> Instructions for the task: Your answer should be the records below, written out exactly.

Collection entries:
-=-=-
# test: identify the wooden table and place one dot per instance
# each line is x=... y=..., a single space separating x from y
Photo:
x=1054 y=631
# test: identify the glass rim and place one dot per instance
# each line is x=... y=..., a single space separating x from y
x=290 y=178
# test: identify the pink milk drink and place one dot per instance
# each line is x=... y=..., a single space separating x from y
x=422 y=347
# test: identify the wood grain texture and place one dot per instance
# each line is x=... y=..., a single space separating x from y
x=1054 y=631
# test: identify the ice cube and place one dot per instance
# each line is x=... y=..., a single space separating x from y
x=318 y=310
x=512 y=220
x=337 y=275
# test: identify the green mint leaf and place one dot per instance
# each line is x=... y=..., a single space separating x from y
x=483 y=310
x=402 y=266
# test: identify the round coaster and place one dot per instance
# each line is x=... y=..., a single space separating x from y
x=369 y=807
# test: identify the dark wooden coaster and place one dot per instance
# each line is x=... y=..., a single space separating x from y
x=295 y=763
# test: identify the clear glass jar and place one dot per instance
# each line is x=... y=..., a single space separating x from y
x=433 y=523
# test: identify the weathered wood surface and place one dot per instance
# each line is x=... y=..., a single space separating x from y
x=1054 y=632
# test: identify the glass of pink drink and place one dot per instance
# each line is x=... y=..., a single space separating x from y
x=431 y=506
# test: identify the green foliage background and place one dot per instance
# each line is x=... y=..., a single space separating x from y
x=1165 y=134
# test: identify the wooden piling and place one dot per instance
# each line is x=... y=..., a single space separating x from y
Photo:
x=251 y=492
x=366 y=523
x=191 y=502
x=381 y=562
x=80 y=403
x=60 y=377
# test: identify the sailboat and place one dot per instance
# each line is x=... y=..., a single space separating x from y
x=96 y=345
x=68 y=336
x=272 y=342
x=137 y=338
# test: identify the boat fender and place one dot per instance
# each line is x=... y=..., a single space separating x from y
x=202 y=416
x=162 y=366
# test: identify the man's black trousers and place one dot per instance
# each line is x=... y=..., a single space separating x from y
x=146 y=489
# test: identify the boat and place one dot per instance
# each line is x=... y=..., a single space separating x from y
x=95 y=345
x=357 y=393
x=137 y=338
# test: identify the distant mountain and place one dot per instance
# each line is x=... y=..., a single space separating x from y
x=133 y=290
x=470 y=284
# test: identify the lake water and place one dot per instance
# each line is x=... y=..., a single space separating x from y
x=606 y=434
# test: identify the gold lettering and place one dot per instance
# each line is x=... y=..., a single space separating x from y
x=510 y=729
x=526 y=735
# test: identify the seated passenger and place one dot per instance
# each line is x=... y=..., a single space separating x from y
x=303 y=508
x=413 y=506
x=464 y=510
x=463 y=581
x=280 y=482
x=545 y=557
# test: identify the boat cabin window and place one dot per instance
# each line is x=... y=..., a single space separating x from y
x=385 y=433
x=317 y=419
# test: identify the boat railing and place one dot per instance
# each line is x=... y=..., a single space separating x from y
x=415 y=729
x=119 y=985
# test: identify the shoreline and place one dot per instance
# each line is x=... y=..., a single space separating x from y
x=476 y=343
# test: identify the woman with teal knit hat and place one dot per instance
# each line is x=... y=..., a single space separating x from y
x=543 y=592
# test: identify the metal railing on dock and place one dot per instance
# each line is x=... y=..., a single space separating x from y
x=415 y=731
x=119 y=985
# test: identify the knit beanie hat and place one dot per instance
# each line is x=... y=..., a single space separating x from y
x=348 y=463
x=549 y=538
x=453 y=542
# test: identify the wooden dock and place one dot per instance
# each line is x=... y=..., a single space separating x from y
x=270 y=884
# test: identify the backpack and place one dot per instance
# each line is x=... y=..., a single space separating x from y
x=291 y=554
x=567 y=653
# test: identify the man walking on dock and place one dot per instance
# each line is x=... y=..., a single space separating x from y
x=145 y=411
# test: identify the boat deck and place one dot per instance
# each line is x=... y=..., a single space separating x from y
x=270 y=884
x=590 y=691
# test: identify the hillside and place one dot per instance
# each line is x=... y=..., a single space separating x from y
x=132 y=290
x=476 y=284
-=-=-
> Task output:
# test: identify the wooden table and place one dot per instance
# each line is x=... y=..., a single space separating x from y
Photo:
x=1054 y=631
# test: identify the glass rim and place one dot per instance
# each line is x=... y=..., a single space separating x from y
x=290 y=178
# test: identify the pink milk drink and place one dot per instance
# each line is x=... y=..., a single space separating x from y
x=422 y=347
# test: identify the wood grain texture and place one dot per instance
# each line is x=... y=..., a single space separating x from y
x=1054 y=631
# test: identify the ice cube and place one dot per instance
# each line is x=... y=..., a single space separating x from y
x=318 y=310
x=512 y=220
x=337 y=275
# test: identify the green mint leaf and place one dot per instance
# each line is x=... y=..., a single space separating x from y
x=483 y=310
x=402 y=266
# test: identify the round coaster and place one dot per instance
# each line is x=... y=..., a single space separating x from y
x=369 y=807
# test: identify the dark wooden coaster and place one dot per instance
# each line is x=... y=..., a single space separating x from y
x=295 y=763
# test: identify the clear glass jar and place one dot per instance
# each line is x=... y=..., a single space separating x from y
x=433 y=523
# test: identify the weathered wood surface and place one dot per instance
# each line is x=... y=..., a single space separating x from y
x=1054 y=632
# test: identify the glass of pink drink and place one dot per instance
# each line is x=... y=..., a single space separating x from y
x=431 y=506
# test: identify the green foliage background and place one dot per instance
# each line is x=... y=..., a single space separating x from y
x=1165 y=134
# test: identify the wooden piling and place one dot per instance
# each line is x=... y=..., a single space separating x from y
Photo:
x=251 y=492
x=366 y=523
x=191 y=502
x=381 y=562
x=80 y=403
x=60 y=377
# test: identify the sailboat and place one dot per instance
# each line is x=... y=..., a single space separating x from y
x=96 y=345
x=68 y=336
x=272 y=342
x=137 y=338
# test: identify the boat fender and place one dot per instance
# each line is x=... y=..., a single space separating x from y
x=202 y=416
x=162 y=366
# test: identify the man's black trousers and place one dot per instance
# each line is x=... y=..., a single space separating x from y
x=146 y=489
# test: identify the boat and place one dot per instance
# each line is x=... y=..., a single space separating x from y
x=95 y=345
x=357 y=393
x=137 y=338
# test: identify the distant mountain and place one dot per instance
# each line is x=... y=..., a single space separating x from y
x=133 y=290
x=470 y=284
# test: identify the lake water and place one dot per instance
# each line is x=... y=..., a single space separating x from y
x=606 y=434
# test: identify the gold lettering and place one dot per instance
# each line is x=... y=..., a single space separating x from y
x=510 y=729
x=526 y=735
# test: identify the seated passenger and place one dot per instance
# each line is x=... y=..., a single space separating x from y
x=303 y=508
x=413 y=506
x=464 y=510
x=463 y=581
x=280 y=482
x=545 y=557
# test: identify the boat cabin window and place one dot per instance
# each line is x=... y=..., a single space separating x from y
x=385 y=433
x=317 y=419
# test: identify the boat railing and place one dot per instance
# each line is x=... y=..., a single space separating x from y
x=415 y=729
x=119 y=985
# test: identify the shoreline and place one dot per instance
# each line is x=... y=..., a single space separating x from y
x=476 y=343
# test: identify the woman with teal knit hat and place one dot per instance
# each line is x=... y=..., a single space separating x from y
x=543 y=592
# test: identify the metal railing on dock and place one dot per instance
# each line is x=... y=..., a single space separating x from y
x=415 y=731
x=119 y=985
# test: identify the knit beanie hat and place one dot per instance
# each line is x=... y=..., a single space separating x from y
x=348 y=463
x=549 y=538
x=453 y=542
# test: identify the wooden dock and place one dot per instance
# each line is x=... y=..., a single space separating x from y
x=270 y=884
# test: identify the backpack and place one dot per instance
# each line is x=... y=..., a single space separating x from y
x=291 y=554
x=567 y=653
# test: identify the man walking on dock and place one dot per instance
# each line is x=... y=..., a single space separating x from y
x=145 y=411
# test: identify the boat deck and place one dot per instance
# each line is x=... y=..., a single space separating x from y
x=270 y=884
x=590 y=691
# test: identify the hillside and place one dot per instance
# each line is x=... y=..., a single space separating x from y
x=132 y=290
x=476 y=284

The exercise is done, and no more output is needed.